# GOAL OF THE EXERCISE
Find every line in the records below that contains the word "jersey", and copy each of those lines.

# PROVIDED RECORDS
((
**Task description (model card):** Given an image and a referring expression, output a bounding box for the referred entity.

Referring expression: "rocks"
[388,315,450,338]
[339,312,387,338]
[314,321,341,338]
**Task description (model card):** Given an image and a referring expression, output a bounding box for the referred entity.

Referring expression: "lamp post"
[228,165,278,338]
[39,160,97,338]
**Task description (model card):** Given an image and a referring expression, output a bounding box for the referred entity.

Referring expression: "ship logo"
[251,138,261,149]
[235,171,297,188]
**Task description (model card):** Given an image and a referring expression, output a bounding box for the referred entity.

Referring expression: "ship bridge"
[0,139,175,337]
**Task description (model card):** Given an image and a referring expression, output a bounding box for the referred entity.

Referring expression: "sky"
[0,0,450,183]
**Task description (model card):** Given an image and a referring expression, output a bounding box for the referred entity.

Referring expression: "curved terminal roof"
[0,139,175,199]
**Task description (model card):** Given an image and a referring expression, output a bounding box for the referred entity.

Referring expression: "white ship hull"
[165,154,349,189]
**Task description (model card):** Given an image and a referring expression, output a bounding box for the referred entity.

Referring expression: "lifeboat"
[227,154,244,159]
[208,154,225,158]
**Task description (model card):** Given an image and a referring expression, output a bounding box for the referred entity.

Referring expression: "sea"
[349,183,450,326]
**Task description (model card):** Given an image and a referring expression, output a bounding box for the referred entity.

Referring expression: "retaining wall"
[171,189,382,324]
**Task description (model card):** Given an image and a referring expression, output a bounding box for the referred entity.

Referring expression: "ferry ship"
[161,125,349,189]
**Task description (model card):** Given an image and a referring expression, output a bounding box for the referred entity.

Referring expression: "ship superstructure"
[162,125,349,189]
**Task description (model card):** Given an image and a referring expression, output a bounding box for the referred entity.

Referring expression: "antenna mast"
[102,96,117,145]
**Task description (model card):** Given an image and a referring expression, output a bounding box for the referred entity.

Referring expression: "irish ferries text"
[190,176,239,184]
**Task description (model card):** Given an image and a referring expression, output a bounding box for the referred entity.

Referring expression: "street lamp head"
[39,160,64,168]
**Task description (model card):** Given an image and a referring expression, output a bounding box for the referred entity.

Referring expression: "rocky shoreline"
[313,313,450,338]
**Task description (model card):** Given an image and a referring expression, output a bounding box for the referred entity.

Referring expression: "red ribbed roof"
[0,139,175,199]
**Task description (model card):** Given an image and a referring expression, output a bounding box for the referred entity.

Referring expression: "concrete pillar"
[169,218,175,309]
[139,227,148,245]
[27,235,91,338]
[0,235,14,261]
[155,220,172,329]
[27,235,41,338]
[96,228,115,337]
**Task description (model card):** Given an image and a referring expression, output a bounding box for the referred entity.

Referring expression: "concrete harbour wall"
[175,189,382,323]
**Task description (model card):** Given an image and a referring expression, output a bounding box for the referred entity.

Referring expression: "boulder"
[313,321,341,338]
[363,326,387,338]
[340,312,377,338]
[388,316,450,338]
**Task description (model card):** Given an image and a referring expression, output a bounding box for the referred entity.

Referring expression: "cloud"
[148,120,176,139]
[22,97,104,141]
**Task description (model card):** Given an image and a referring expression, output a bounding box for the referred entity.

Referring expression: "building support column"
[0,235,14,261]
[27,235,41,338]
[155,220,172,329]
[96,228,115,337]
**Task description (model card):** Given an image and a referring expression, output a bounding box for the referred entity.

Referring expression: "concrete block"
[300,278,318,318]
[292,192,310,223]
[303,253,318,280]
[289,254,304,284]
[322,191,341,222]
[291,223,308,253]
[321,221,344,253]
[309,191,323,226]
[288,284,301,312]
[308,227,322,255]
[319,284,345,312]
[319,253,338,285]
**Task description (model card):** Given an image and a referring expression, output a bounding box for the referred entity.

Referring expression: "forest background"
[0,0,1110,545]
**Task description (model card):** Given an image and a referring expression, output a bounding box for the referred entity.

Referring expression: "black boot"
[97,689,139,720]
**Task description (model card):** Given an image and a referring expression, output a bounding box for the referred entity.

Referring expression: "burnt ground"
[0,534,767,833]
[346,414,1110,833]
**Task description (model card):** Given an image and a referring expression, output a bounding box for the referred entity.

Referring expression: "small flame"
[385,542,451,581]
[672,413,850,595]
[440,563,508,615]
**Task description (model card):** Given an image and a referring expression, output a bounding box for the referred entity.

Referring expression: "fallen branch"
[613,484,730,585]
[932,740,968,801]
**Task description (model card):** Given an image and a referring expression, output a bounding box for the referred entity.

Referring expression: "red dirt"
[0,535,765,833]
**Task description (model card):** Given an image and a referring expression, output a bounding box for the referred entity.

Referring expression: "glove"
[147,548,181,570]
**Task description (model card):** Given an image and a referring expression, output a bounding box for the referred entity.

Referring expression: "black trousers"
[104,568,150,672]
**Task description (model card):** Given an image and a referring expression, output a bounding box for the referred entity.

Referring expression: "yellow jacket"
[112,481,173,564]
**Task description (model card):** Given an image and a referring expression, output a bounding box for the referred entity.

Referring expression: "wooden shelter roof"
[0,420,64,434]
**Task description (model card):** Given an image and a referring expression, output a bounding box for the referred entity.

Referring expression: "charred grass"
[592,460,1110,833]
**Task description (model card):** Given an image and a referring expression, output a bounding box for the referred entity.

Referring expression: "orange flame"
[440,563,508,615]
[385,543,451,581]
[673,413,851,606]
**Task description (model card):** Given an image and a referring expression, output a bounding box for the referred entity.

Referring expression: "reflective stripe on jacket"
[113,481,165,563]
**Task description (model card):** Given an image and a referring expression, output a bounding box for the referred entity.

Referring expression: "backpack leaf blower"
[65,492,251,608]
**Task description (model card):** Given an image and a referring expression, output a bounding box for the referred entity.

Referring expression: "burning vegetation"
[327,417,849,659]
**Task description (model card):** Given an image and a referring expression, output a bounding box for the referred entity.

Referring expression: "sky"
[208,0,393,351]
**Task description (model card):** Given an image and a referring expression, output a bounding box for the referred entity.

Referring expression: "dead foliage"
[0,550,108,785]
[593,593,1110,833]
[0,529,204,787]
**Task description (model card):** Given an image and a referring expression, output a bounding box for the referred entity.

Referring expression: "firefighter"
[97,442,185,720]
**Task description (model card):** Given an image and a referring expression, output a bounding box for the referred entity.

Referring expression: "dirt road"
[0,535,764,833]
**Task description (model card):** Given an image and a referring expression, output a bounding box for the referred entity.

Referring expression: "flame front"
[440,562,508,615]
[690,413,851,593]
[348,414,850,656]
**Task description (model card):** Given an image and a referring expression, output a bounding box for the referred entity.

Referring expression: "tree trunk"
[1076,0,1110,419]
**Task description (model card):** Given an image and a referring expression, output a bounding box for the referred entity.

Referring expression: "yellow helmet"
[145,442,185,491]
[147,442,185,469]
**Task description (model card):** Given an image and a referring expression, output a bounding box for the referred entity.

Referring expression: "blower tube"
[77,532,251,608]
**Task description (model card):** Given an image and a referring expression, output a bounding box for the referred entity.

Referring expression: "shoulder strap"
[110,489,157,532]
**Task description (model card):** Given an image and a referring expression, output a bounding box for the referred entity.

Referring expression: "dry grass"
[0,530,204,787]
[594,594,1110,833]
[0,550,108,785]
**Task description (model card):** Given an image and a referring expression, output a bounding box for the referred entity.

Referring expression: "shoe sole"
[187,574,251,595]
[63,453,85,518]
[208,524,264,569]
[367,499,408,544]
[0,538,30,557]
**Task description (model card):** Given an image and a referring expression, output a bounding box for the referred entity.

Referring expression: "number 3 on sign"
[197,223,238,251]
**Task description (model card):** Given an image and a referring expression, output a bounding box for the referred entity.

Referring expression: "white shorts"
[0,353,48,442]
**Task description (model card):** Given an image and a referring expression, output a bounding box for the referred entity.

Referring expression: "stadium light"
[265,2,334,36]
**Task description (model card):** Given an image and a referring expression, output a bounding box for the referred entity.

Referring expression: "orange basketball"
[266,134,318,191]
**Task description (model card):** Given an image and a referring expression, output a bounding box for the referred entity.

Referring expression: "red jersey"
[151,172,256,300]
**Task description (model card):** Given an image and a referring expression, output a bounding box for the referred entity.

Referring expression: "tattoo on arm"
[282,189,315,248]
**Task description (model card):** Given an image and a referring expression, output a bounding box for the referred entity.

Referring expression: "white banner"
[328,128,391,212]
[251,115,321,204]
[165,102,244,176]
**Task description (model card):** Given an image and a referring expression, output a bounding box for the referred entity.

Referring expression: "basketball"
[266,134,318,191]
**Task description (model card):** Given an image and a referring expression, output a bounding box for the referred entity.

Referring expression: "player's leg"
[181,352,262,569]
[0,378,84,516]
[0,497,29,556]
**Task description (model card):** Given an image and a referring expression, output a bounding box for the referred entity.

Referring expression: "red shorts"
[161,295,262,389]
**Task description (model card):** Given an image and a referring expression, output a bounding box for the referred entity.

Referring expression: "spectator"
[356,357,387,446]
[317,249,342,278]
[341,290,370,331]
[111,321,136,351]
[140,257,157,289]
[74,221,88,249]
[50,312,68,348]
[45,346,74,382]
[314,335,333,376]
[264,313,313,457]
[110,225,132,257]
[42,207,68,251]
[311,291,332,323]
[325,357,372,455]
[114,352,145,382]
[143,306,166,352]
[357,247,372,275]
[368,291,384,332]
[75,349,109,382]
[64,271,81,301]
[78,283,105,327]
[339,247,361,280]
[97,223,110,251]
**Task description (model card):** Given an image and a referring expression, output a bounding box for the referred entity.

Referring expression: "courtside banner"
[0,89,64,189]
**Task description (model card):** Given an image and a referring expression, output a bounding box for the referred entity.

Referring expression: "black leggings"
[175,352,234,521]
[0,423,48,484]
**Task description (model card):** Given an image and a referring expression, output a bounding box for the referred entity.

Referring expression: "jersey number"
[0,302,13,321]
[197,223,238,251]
))
# TASK ANSWER
Referring expression: "red jersey"
Referring expression: "jersey number"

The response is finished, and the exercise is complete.